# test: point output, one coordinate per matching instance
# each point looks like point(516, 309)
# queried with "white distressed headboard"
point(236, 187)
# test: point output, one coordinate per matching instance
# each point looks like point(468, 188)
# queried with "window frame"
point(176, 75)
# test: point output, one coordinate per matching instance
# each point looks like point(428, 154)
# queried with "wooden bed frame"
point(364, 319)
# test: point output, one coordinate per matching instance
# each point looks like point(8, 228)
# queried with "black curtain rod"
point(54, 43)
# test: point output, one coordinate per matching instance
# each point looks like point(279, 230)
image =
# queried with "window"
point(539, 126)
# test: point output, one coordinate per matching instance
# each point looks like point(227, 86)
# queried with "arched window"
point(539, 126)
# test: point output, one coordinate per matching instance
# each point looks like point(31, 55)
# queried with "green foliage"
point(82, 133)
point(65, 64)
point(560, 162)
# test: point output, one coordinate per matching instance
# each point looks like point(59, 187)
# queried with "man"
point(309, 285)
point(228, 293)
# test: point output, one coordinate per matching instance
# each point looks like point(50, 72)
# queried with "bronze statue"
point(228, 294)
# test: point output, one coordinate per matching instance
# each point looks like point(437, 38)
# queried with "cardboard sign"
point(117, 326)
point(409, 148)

| What to work on |
The answer should be a bare number: how many lines of the material above include "like".

| Answer to this task |
10